- _Problem_
Begin at the line that contains "Where can you see the cloud over" and repeat every line from there to the end of the records below, inclusive, without adding any other line.

- _Given entries_
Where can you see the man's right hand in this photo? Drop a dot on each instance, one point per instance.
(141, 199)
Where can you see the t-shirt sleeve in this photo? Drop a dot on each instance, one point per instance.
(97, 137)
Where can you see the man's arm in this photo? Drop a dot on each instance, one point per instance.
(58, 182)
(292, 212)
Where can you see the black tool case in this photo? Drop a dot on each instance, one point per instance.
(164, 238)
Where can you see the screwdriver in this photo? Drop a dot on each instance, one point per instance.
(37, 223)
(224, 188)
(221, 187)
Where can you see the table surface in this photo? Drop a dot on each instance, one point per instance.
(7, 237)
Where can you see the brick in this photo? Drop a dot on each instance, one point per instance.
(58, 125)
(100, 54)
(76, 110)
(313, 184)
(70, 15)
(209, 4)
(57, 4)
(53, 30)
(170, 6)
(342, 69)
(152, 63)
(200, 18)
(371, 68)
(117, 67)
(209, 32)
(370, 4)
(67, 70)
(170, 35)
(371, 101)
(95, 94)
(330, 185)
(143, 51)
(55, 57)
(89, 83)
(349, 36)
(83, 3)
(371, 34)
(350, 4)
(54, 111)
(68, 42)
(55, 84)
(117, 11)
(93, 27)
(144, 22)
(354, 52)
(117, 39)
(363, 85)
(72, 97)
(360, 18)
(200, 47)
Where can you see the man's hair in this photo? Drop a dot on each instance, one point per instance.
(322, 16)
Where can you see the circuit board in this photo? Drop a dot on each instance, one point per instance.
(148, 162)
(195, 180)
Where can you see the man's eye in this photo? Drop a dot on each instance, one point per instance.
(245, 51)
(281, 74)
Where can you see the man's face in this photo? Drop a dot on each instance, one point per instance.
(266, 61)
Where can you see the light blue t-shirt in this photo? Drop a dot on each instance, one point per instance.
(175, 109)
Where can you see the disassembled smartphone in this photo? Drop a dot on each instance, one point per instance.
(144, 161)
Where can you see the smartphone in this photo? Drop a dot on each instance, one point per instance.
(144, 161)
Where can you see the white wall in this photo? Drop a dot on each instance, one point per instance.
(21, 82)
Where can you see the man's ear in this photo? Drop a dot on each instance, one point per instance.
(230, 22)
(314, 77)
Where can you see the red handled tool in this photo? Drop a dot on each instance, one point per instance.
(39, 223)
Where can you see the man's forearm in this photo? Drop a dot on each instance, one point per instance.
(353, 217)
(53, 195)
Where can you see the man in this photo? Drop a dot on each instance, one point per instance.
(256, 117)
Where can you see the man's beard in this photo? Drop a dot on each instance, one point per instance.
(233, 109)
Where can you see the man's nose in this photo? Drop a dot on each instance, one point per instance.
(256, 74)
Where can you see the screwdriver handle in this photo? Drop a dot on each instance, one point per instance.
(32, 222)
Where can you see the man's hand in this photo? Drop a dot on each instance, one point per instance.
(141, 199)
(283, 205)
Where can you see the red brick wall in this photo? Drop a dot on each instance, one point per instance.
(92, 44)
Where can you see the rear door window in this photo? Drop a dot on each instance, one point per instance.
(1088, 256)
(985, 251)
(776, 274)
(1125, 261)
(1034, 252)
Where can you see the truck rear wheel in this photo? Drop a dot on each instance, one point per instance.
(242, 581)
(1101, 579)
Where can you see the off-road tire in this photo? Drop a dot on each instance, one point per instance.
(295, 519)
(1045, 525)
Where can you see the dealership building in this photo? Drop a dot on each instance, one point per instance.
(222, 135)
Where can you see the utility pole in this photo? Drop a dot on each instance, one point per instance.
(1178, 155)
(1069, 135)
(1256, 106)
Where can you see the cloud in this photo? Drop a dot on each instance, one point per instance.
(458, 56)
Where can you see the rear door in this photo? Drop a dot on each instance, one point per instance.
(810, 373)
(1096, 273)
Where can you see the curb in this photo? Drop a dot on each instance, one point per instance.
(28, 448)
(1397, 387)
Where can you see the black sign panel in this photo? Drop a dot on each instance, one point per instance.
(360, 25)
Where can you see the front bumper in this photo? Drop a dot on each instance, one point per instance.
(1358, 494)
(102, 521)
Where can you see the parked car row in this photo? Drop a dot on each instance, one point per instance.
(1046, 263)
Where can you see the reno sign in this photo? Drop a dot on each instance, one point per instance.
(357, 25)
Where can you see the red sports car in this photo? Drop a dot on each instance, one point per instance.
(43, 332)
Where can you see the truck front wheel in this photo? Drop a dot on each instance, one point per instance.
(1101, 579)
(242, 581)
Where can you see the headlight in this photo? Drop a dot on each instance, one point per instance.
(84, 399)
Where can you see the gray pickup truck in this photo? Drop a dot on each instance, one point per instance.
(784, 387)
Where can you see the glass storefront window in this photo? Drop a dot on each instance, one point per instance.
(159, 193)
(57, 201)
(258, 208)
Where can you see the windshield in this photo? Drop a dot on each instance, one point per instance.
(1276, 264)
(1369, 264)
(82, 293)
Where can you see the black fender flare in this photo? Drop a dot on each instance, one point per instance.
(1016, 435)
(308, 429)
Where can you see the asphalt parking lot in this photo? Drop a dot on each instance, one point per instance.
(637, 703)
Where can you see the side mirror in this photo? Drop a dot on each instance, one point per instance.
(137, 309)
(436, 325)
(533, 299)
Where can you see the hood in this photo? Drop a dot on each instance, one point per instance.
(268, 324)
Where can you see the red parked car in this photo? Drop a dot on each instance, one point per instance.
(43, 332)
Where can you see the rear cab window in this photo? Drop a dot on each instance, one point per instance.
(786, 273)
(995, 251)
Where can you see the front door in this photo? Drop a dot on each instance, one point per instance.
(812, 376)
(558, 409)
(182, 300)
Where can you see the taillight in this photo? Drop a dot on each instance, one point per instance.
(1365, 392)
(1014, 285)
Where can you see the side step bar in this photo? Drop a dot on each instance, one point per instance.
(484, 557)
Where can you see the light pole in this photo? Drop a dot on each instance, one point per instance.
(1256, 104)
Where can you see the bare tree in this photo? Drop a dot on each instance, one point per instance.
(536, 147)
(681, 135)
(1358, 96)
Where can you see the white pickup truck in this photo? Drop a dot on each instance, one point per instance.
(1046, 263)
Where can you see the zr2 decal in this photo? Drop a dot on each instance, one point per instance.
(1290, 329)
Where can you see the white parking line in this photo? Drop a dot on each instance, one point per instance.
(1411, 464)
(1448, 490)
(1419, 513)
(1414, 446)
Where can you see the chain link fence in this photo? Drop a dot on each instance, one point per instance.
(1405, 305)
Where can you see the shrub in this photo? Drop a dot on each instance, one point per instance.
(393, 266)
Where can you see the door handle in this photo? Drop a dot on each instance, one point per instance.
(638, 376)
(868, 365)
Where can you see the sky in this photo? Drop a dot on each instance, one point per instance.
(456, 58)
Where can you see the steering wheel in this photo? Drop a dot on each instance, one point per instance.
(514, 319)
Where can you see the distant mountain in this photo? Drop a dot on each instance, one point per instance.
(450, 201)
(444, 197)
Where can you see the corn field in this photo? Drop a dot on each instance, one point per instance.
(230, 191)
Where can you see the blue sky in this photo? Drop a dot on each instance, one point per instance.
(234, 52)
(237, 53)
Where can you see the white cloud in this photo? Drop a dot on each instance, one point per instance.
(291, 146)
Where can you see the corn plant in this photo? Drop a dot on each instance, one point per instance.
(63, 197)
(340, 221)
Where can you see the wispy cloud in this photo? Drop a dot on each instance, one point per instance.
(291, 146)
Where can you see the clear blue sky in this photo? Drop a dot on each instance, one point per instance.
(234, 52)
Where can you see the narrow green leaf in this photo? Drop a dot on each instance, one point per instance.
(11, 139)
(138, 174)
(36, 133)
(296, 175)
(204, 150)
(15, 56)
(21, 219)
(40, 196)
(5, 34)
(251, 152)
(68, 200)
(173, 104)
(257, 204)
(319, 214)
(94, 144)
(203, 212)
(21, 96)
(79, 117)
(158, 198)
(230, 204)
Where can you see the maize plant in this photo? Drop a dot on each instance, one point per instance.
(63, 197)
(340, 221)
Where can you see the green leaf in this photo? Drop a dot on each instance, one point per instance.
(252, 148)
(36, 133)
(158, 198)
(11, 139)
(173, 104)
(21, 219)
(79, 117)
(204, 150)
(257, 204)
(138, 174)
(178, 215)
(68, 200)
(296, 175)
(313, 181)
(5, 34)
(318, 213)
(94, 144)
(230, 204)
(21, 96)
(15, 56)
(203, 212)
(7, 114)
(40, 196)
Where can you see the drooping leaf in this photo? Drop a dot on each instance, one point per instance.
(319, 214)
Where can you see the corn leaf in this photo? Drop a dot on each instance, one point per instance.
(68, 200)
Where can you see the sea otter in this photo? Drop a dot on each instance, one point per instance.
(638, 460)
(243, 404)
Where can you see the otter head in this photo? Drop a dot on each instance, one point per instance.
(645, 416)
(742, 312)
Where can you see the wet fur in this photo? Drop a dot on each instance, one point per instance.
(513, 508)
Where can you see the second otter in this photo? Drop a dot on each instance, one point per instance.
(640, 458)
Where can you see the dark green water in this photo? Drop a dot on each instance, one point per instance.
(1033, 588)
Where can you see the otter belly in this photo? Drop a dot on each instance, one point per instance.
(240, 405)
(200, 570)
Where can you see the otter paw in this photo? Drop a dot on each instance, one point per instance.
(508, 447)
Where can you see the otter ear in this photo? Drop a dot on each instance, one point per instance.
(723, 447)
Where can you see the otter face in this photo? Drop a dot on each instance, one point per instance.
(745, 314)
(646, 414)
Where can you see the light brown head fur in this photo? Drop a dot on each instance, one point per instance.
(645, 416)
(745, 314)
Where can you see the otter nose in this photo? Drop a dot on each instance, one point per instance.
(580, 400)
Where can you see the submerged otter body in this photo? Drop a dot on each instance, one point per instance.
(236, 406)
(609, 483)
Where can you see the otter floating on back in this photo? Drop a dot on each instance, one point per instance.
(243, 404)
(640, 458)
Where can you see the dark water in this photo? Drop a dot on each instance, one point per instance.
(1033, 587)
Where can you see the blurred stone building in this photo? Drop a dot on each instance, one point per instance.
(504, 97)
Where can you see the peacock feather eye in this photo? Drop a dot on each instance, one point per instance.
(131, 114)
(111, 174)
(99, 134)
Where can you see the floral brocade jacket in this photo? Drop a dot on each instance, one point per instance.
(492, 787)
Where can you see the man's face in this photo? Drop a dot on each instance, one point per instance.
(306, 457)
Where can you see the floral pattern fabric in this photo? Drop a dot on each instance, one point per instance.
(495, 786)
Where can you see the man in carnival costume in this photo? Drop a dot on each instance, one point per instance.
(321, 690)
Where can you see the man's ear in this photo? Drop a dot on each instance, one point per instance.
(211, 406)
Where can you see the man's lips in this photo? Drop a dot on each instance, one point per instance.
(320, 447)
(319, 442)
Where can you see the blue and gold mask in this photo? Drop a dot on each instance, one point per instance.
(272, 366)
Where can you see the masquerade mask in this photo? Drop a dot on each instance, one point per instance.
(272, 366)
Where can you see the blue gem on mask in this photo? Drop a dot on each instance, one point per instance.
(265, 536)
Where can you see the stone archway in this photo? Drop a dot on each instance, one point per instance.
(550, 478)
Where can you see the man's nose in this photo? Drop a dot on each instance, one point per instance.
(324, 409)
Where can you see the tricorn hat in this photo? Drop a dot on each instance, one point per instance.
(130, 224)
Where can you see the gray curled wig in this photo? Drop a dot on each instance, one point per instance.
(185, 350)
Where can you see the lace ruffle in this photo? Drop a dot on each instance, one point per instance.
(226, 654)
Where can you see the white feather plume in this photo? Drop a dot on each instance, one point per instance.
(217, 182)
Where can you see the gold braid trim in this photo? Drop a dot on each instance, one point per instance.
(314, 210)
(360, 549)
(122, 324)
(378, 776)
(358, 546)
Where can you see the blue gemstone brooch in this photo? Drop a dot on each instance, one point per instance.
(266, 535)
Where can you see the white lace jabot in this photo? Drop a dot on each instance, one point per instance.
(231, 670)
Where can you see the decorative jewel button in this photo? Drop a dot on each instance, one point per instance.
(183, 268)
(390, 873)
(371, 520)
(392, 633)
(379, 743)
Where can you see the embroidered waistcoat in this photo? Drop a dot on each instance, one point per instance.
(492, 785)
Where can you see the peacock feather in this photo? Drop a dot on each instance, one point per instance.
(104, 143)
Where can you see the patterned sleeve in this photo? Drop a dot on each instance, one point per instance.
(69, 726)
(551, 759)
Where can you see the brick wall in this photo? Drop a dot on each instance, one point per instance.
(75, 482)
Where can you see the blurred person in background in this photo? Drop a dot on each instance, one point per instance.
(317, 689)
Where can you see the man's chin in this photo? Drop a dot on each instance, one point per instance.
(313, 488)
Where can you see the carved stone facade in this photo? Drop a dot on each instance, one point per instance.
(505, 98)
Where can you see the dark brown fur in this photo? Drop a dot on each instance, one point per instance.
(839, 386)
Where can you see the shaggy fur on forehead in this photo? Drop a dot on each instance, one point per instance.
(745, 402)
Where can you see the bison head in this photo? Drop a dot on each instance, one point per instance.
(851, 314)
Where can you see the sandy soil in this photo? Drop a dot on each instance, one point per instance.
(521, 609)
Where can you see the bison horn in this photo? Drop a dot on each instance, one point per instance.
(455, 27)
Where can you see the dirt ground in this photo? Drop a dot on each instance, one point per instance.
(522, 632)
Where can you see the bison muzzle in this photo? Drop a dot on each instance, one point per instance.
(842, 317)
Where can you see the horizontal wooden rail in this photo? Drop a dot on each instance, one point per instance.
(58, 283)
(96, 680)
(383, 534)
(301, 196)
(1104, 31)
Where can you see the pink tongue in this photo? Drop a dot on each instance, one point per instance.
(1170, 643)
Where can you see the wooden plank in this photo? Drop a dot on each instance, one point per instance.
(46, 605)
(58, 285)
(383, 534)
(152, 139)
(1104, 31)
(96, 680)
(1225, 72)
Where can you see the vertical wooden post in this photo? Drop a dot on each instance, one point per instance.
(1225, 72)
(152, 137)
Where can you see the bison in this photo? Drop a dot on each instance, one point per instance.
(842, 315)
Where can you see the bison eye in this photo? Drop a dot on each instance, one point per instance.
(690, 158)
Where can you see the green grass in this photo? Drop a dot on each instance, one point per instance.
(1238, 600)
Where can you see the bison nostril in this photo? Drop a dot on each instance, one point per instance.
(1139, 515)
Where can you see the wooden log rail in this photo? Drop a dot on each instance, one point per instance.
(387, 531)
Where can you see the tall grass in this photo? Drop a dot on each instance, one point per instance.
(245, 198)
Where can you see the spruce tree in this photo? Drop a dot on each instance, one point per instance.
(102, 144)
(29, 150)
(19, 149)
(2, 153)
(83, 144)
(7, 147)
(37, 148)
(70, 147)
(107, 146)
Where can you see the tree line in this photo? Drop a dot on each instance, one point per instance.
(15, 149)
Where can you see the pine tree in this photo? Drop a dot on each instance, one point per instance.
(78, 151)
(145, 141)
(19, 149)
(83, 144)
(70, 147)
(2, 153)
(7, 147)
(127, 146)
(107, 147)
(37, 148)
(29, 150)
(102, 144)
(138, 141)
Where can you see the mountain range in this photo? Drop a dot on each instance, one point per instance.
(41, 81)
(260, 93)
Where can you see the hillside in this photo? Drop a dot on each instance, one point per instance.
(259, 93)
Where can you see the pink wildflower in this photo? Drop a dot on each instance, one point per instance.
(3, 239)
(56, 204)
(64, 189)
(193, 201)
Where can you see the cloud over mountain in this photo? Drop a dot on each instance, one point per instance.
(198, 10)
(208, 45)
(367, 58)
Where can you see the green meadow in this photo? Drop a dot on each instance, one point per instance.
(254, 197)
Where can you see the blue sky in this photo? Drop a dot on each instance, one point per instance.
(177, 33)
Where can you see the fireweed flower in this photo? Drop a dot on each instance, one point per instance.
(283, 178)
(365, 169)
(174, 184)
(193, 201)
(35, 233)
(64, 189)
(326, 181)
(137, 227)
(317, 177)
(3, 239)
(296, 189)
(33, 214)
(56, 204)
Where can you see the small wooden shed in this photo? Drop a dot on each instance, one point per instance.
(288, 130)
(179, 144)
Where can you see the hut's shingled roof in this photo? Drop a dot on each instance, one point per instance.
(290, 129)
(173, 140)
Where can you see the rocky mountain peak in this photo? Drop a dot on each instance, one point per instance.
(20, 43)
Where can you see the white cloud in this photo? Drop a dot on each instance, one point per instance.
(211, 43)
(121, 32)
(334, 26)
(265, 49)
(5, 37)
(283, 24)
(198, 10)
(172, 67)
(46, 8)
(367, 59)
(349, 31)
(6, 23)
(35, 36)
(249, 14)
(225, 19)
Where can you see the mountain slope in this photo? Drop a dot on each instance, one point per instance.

- _Task solution_
Where can you see the cloud over mountain in this photo? Drop a dot on each instance, one point per instance.
(198, 10)
(208, 45)
(367, 58)
Where can you see the green meadow in this photo? Drop a dot on each instance, one point per instance.
(254, 197)
Where can you see the blue sky in this photo? Drop a dot on each instance, one point per instance.
(177, 33)
Where can you see the fireweed flower in this photo? Drop a dot on each instance, one point per instance.
(283, 178)
(365, 169)
(174, 184)
(193, 201)
(35, 233)
(64, 189)
(326, 181)
(137, 227)
(317, 177)
(3, 239)
(296, 189)
(33, 214)
(56, 204)
Where can you see the small wooden shed in this photo? Drop a dot on each instance, one point per instance.
(288, 130)
(179, 144)
Where can you see the hut's shingled roof in this photo? Drop a dot on each instance, one point per instance.
(290, 129)
(173, 140)
Where can you see the rocky mountain peak in this photo? Drop a dot on each instance, one point per instance.
(20, 43)
Where can you see the white cloud in this photo? Drop a dot on each instance, one point per instance.
(211, 43)
(121, 32)
(334, 26)
(265, 49)
(5, 37)
(283, 24)
(198, 10)
(172, 67)
(46, 8)
(367, 59)
(349, 31)
(6, 23)
(35, 36)
(249, 14)
(225, 19)
Where can you see the mountain slope in this photo? Drop a dot on each instance, one point per instance.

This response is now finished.